Als besonders vorteilhaft erwies sich die hohe Flexibilität der Lösungen zudem bei der Gestaltung der Hausanschlüsse. „Um das ursprünglich favorisierte Stahlmantelrohr durch die Bodenplatte einzuführen, hätten wir so tief ausschachten müssen, dass an jedem Gebäude ein Tiefpunkt des Nahwärmenetzes entstanden wäre. Dementsprechend hätten hier jeweils Entleerungsschächte mit Entleerungskugelhähnen gesetzt werden müssen. Die Folge wäre ein erheblicher Kostenanstieg gewesen“, erläutert Lange. Durch den gewellten Mantel der Kunststoffrohre hingegen konnte an den Hauseinführungen mit einem deutlich geringeren Rohrradius gearbeitet werden. Dadurch befinden sich die Trassentiefpunkte nun in der Nähe der Fernwärmeübergabestation und das Wasser fließt bei einer Entleerung von den höher liegenden Gebäudeanschlüssen in die Vorrichtungen ab. Um die Einführung der Rohre in die Häuser möglichst einfach zu gestalten, ließ der Fachplaner ein Schutzrohr in die Bodenplatte verlegen, durch das die Nahwärmeleitungen durchgeschoben werden. Die Wärmeverteilung im Gebäudeinneren übernehmen spezielle Anschlussstationen mit integriertem Wärmeübertrager. Die Warmwasserbereitung erfolgt durch einen direkt an das Nahwärmenetz angeschlossenen Warmwasserspeicher.

> **GESTELLTE AUFGABEN**:
a - Liste alle Wörter aus dem Text zu den Hausanschlüssen auf, in denen die Buchstabenfolge „rohr“ vorkommt, ohne Rücksicht auf Groß- und Kleinschreibung. Halte die Reihenfolge ihres Auftretens ein.
b - Fasse bitte den Text zu den Hausanschlüssen in zwei Sätzen zusammen.
c - Setze den Text zu den Hausanschlüssen im Anschluss an seinen letzten Satz fort.

> **VORLIEGENDE ZEILEN**:
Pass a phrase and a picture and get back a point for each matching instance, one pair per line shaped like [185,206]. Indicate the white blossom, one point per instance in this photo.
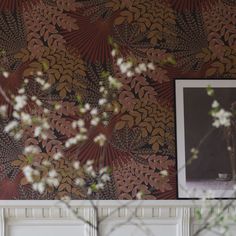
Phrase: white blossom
[151,66]
[37,131]
[139,195]
[20,102]
[3,110]
[105,178]
[57,156]
[100,139]
[76,165]
[95,121]
[21,91]
[28,172]
[113,53]
[94,111]
[102,101]
[40,187]
[79,182]
[46,163]
[6,74]
[215,104]
[164,173]
[10,126]
[221,118]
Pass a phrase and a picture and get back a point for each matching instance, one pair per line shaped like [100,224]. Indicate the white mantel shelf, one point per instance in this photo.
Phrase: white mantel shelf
[163,217]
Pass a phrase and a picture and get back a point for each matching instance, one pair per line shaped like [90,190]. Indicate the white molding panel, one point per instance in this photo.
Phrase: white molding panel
[48,218]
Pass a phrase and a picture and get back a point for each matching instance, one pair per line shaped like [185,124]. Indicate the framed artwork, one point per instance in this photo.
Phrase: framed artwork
[206,137]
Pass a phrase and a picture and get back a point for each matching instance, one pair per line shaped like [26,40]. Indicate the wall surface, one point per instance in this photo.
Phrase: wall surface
[69,42]
[169,218]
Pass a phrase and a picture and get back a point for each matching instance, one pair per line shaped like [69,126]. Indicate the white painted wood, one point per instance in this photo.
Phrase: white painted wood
[44,227]
[169,218]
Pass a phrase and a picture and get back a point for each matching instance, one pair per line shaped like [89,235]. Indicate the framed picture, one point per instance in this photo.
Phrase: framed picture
[206,137]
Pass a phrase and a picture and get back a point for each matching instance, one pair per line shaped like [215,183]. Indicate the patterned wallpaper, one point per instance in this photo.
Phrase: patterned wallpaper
[68,41]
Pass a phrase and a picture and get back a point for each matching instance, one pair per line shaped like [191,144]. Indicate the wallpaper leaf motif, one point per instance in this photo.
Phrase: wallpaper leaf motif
[153,16]
[220,53]
[68,40]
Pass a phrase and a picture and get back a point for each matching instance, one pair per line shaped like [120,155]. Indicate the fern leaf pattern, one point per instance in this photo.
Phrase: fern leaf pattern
[68,40]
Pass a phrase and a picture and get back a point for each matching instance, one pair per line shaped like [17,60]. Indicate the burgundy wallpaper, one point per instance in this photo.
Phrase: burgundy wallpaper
[68,41]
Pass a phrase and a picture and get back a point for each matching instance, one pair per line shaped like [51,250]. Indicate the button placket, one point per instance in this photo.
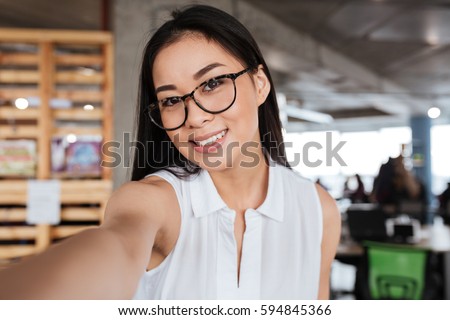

> **LÖSUNGEN**:
a - Stahlmantelrohr, Kunststoffrohre, Rohrradius, Rohre, Schutzrohr

b - Mit dem ursprünglich favorisierten Stahlmantelrohr wäre an jedem Gebäude ein Tiefpunkt des Nahwärmenetzes mit kostspieligen Entleerungsschächten entstanden, während die gewellten Kunststoffrohre einen deutlich geringeren Rohrradius erlaubten, sodass die Tiefpunkte nun nahe der Fernwärmeübergabestation liegen. Die Leitungen werden durch ein Schutzrohr in der Bodenplatte eingeschoben, Anschlussstationen mit integriertem Wärmeübertrager verteilen die Wärme im Gebäude, und ein direkt an das Nahwärmenetz angeschlossener Warmwasserspeicher bereitet das Warmwasser.

c -
Fazit

„Unter dem Strich ist es uns gelungen, ein optimal auf die Bedingungen vor Ort zugeschnittenes Nahwärmenetz für die ‚Friedenstaler Gärten‘ zu entwickeln“, zeigt sich Lange zufrieden. „Eine große Rolle spielte dabei die enge Zusammenarbeit der Beteiligten. So erwies sich Uponor als hilfreicher Partner bei der Planung von Abzweigen und sonstigen Systemschnittstellen. Darüber hinaus lief die Abstimmung der Trassenführung mit dem Bauherrn optimal. Durch die Verwendung von Doppelrohren für die Wärmeversorgung konnte zudem der Platzbedarf in den Kanälen erheblich reduziert werden“. Die Fertigstellung des Wohnquartiers ist für Ende 2020 geplant.

Redaktion (allg.)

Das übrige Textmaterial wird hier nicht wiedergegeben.